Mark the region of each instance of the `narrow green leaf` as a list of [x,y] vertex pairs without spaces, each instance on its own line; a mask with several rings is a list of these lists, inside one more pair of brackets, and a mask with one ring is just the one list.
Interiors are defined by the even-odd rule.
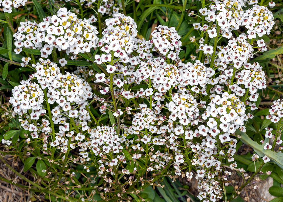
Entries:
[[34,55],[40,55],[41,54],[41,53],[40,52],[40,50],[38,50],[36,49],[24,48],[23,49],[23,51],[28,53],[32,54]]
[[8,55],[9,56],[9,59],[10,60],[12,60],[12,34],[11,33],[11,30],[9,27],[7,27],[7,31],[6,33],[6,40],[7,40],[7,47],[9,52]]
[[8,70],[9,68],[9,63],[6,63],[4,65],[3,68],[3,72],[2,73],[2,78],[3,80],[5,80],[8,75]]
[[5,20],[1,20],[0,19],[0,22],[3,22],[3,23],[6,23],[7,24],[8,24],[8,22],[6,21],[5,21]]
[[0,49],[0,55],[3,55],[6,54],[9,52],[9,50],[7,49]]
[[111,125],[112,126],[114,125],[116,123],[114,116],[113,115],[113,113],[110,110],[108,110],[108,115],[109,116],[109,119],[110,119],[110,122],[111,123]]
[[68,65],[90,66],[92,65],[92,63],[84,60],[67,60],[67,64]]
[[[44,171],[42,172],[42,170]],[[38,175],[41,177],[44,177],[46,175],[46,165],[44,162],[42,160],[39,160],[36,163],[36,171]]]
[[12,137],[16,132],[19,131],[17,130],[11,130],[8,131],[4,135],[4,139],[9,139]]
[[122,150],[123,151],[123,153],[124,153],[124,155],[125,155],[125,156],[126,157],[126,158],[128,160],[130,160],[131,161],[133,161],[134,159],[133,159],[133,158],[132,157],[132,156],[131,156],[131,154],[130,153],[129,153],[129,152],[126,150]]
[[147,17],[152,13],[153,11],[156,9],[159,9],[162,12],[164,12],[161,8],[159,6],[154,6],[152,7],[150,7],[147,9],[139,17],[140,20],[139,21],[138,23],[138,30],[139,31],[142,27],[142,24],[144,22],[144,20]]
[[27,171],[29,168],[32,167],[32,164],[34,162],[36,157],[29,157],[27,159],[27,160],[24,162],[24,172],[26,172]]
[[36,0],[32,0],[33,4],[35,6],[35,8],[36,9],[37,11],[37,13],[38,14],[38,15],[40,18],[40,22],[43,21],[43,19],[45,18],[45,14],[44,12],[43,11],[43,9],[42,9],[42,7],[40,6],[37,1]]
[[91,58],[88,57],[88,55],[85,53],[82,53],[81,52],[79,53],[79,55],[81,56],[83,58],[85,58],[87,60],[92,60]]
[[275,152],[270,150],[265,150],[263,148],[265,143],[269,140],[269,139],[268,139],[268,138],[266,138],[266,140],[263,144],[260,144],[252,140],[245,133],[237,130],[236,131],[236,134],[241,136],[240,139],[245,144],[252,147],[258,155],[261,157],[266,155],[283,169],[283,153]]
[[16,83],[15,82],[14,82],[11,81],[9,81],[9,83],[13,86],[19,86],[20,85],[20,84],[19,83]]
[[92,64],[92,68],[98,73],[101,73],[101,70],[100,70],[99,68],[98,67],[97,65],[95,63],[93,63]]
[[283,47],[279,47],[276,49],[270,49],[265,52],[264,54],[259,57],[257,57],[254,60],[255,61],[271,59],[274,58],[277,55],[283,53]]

--------------------------------------------------

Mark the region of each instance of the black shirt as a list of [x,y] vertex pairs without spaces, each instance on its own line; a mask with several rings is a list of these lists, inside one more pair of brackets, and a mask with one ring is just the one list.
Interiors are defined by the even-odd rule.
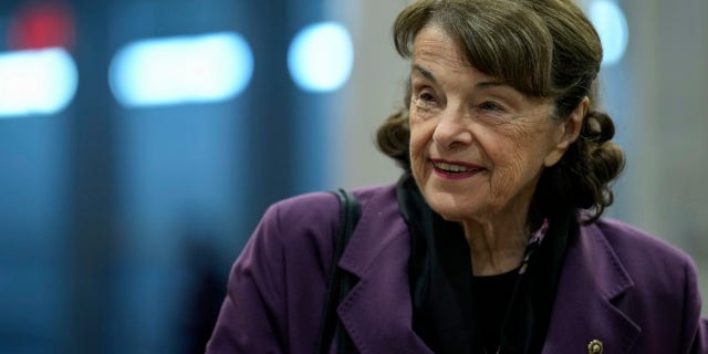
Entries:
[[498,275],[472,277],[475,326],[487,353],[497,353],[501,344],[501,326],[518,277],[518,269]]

--------------------------------------------------

Task details => State how many lines of the material above contain the string "instance", giving only the number.

Output of the task => 2